* begin RECORDS SHOWN *

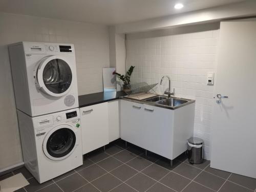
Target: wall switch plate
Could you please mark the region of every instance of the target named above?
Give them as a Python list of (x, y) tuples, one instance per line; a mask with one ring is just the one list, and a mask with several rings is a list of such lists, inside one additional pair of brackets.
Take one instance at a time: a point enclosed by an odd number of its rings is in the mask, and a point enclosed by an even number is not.
[(208, 85), (213, 85), (214, 81), (214, 73), (208, 73), (207, 78), (207, 84)]

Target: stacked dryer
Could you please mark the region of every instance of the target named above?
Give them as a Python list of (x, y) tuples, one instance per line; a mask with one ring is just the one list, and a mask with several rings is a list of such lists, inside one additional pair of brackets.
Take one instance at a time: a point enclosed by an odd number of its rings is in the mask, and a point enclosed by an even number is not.
[(42, 183), (82, 164), (75, 50), (30, 42), (9, 50), (23, 159)]

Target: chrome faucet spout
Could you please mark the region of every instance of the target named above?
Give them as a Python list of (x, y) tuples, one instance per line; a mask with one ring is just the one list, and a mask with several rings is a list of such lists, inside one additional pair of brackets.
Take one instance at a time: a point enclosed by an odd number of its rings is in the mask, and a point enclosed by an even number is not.
[(163, 82), (163, 80), (164, 78), (164, 77), (167, 77), (169, 81), (169, 88), (168, 89), (168, 91), (165, 91), (164, 94), (166, 95), (168, 95), (168, 98), (170, 98), (171, 95), (174, 95), (174, 89), (173, 93), (172, 93), (170, 92), (170, 79), (168, 76), (166, 75), (163, 76), (163, 77), (161, 79), (160, 84), (162, 84), (162, 83)]

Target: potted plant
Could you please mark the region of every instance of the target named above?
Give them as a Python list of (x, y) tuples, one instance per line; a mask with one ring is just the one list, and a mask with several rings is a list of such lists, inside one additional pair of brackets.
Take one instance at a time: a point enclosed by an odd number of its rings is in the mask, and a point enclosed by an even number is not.
[(118, 79), (123, 81), (123, 91), (130, 91), (130, 89), (127, 86), (130, 84), (131, 75), (132, 75), (132, 74), (133, 73), (133, 69), (135, 67), (135, 66), (131, 66), (126, 72), (126, 74), (124, 75), (121, 75), (120, 73), (117, 73), (116, 71), (114, 71), (113, 73), (113, 75), (116, 75)]

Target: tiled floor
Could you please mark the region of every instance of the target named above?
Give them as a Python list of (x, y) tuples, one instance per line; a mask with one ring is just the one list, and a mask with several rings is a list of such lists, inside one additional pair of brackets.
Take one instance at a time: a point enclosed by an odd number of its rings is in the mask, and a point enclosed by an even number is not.
[(30, 184), (18, 191), (256, 191), (256, 179), (209, 167), (191, 165), (184, 155), (169, 160), (119, 140), (86, 155), (83, 165), (39, 184), (23, 167), (0, 177), (22, 173)]

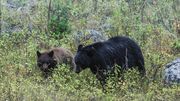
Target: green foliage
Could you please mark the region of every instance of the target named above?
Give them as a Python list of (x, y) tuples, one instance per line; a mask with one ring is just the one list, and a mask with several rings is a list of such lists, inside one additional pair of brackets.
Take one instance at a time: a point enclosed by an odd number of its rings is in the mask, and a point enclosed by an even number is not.
[[(6, 0), (2, 0), (0, 101), (180, 100), (180, 86), (163, 83), (164, 66), (180, 56), (179, 37), (173, 26), (179, 18), (178, 0), (52, 0), (49, 22), (47, 1), (38, 0), (33, 11), (26, 11), (27, 0), (18, 0), (25, 7), (15, 9), (8, 8)], [(140, 44), (146, 77), (141, 78), (136, 69), (126, 71), (124, 80), (111, 74), (106, 93), (89, 69), (76, 74), (62, 64), (51, 77), (42, 77), (36, 65), (36, 51), (43, 48), (40, 43), (64, 47), (75, 54), (72, 31), (98, 29), (104, 23), (112, 25), (104, 31), (109, 37), (126, 35)], [(53, 37), (49, 37), (47, 28)]]
[(63, 5), (60, 2), (53, 2), (52, 4), (54, 8), (52, 8), (51, 12), (49, 11), (48, 29), (53, 37), (62, 39), (64, 34), (69, 34), (71, 31), (69, 26), (70, 8), (68, 5)]

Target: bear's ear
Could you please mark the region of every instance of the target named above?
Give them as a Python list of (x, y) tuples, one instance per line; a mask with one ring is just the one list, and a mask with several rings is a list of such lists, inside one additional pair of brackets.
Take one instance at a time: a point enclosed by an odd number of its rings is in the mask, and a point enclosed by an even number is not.
[(82, 48), (83, 48), (83, 45), (82, 45), (82, 44), (79, 45), (79, 46), (78, 46), (78, 51), (80, 51)]
[(92, 57), (96, 52), (96, 49), (94, 47), (91, 47), (88, 51), (87, 51), (87, 55), (89, 57)]
[(50, 52), (48, 53), (48, 55), (49, 55), (49, 57), (53, 57), (54, 51), (50, 51)]
[(37, 57), (41, 56), (41, 53), (39, 51), (37, 51), (36, 54), (37, 54)]

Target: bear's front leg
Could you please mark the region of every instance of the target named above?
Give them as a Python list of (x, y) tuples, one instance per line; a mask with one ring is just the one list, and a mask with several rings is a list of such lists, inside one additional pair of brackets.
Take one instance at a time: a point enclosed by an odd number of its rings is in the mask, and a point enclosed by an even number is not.
[(100, 84), (102, 86), (103, 92), (106, 92), (105, 86), (106, 86), (106, 75), (104, 74), (103, 70), (99, 70), (96, 73), (96, 78), (100, 81)]

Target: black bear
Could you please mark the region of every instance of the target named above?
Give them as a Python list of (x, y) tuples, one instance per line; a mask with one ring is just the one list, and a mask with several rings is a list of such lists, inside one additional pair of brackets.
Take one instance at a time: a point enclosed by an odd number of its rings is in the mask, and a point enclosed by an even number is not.
[(65, 48), (53, 48), (43, 53), (37, 51), (37, 65), (47, 77), (58, 64), (70, 64), (71, 68), (75, 68), (73, 54)]
[(132, 39), (122, 36), (116, 36), (107, 41), (93, 43), (85, 47), (79, 45), (75, 56), (75, 64), (74, 71), (76, 73), (90, 68), (92, 73), (96, 74), (102, 86), (105, 84), (106, 72), (114, 70), (115, 64), (121, 67), (119, 68), (120, 71), (138, 67), (142, 76), (146, 74), (140, 47)]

* end RECORDS SHOWN *

-- DESCRIPTION OF THE TASK --
Retype every record above exactly as written, but leave out the pictures.

-- SOLUTION TO THE PROBLEM --
Target: wall switch plate
Could you please mark the region of every instance of the target named above?
Give them as a Python list of (x, y) tuples, one instance per line; a mask with one ring is just the one list, and a mask with several rings is a list of such lists, inside one additional pair of brackets.
Take one instance at a time: a point enclosed by an odd number of its rings is in the mask, and a point enclosed by an even number is not.
[(208, 85), (213, 85), (214, 81), (214, 73), (208, 73), (207, 78), (207, 84)]

Target: stacked dryer
Could you please mark the region of every instance of the target named above?
Give them as a Python list of (x, y) tuples, one instance per line; a mask with one ring is just the one list, and a mask with several rings is a list of such lists, inside one additional pair of brackets.
Take one instance at a time: a point enclosed by an odd number of its rings is in the mask, and a point enclosed by an even number is not.
[(42, 183), (82, 164), (75, 50), (30, 42), (9, 50), (23, 159)]

Target: chrome faucet spout
Could you please mark the region of every instance of the target named above?
Give them as a Python list of (x, y) tuples, one instance per line; a mask with one ring is just the one list, and a mask with several rings is a list of such lists, inside one additional pair of brackets.
Take one instance at a time: a point enclosed by an odd number of its rings is in the mask, and a point enclosed by an even number is not.
[(163, 82), (163, 80), (164, 78), (164, 77), (167, 77), (169, 81), (169, 88), (168, 89), (168, 91), (165, 91), (164, 94), (166, 95), (168, 95), (168, 98), (170, 98), (171, 95), (174, 95), (174, 89), (173, 93), (172, 93), (170, 92), (170, 79), (168, 76), (166, 75), (163, 76), (163, 77), (161, 79), (160, 84), (162, 84), (162, 83)]

Target: potted plant
Could you please mark the region of every instance of the target named above?
Give them as a Python list of (x, y) tuples, one instance per line; a mask with one ring is just the one list, and a mask with several rings is a list of such lists, inside one additional pair of brackets.
Take one instance at a time: a point enclosed by an odd number of its rings is in the mask, and a point enclosed by an even number is not.
[(118, 79), (123, 81), (123, 91), (130, 91), (130, 89), (127, 86), (130, 84), (131, 75), (132, 75), (132, 74), (133, 73), (133, 69), (135, 67), (135, 66), (131, 66), (126, 72), (126, 74), (124, 75), (121, 75), (120, 73), (117, 73), (116, 71), (114, 71), (113, 73), (113, 75), (116, 75)]

Target: tiled floor
Could you please mark the region of every instance of the target named above?
Give them as a Python list of (x, y) tuples, one instance per line; a mask with one ring is just the one list, and a mask with several rings is a list of such lists, inside one additional pair of brackets.
Take one instance at a time: a point enclosed by an odd number of its rings is in the mask, and a point enclosed by an even number is not.
[(30, 184), (18, 191), (256, 191), (256, 179), (209, 167), (191, 165), (184, 155), (169, 160), (119, 140), (86, 155), (83, 165), (39, 184), (23, 167), (0, 177), (22, 173)]

Target: green foliage
Could you please mark the region of every instance of the target named above?
Give them as a Python list of (x, y) tuples, one instance per line; a mask with one ring is just the one list, and a mask with several rings is a list of such lists, inside one additional pair of brackets.
Take one instance at a time: a point enclosed by an odd number of its rings is in the mask, and a point enclosed by an even number is not.
[[(6, 0), (2, 0), (0, 101), (180, 100), (180, 86), (163, 83), (164, 66), (180, 56), (179, 37), (173, 26), (179, 18), (178, 0), (52, 0), (49, 22), (47, 1), (38, 0), (33, 11), (26, 11), (27, 0), (18, 0), (25, 7), (15, 9), (8, 8)], [(140, 44), (146, 77), (141, 78), (136, 69), (126, 71), (124, 80), (111, 74), (106, 93), (89, 69), (76, 74), (62, 64), (51, 77), (42, 77), (36, 65), (36, 51), (43, 48), (40, 43), (64, 47), (75, 54), (72, 31), (98, 29), (104, 23), (112, 25), (104, 31), (109, 37), (126, 35)], [(53, 37), (49, 37), (47, 28)]]
[(63, 5), (60, 2), (53, 2), (52, 4), (54, 8), (52, 8), (51, 12), (49, 11), (48, 29), (53, 37), (62, 39), (64, 34), (69, 34), (71, 31), (69, 26), (70, 8), (68, 5)]

Target: bear's ear
Could you please mark the region of every instance of the target named above?
Give them as a Python list of (x, y) tuples, one instance per line; a mask with one ring is just the one list, and a mask with several rings is a list of such lists, inside one additional pair of brackets.
Take one instance at a time: a point enclosed by an odd number of its rings is in the mask, and a point enclosed by an even number is not.
[(82, 48), (83, 48), (83, 45), (82, 45), (82, 44), (79, 45), (79, 46), (78, 46), (78, 51), (80, 51)]
[(92, 57), (96, 52), (96, 49), (94, 47), (91, 47), (88, 51), (87, 51), (87, 55), (89, 57)]
[(50, 52), (48, 53), (48, 55), (49, 55), (49, 57), (53, 57), (54, 51), (50, 51)]
[(37, 57), (41, 56), (41, 53), (39, 51), (37, 51), (36, 54), (37, 54)]

Target: bear's front leg
Could you please mark the region of every instance of the target named above?
Give them as a Python list of (x, y) tuples, one instance per line; a mask with one ring is just the one list, and a mask with several rings is a list of such lists, inside one additional pair of brackets.
Take one instance at a time: a point enclosed by an odd number of its rings is in the mask, and a point enclosed by an even number is not.
[(100, 84), (102, 86), (103, 92), (106, 92), (105, 86), (106, 86), (106, 75), (104, 74), (103, 70), (99, 70), (96, 73), (96, 78), (100, 81)]

Target: black bear
Could you please mark the region of every instance of the target named above?
Give them as a Python list of (x, y) tuples, one instance per line; a mask with one ring is just the one list, and a mask with several rings is a list of such lists, inside one additional pair of brackets.
Take one instance at a time: a point enclosed by an odd number of its rings is in the mask, and a point enclosed by an even number is not.
[(65, 48), (53, 48), (43, 53), (37, 51), (37, 65), (47, 77), (58, 64), (70, 64), (71, 68), (75, 68), (73, 54)]
[(132, 39), (122, 36), (116, 36), (107, 41), (93, 43), (85, 47), (79, 45), (75, 56), (75, 64), (74, 71), (76, 73), (90, 68), (92, 73), (96, 74), (102, 86), (105, 84), (106, 72), (114, 70), (115, 64), (121, 67), (119, 68), (120, 71), (138, 67), (142, 76), (146, 74), (140, 47)]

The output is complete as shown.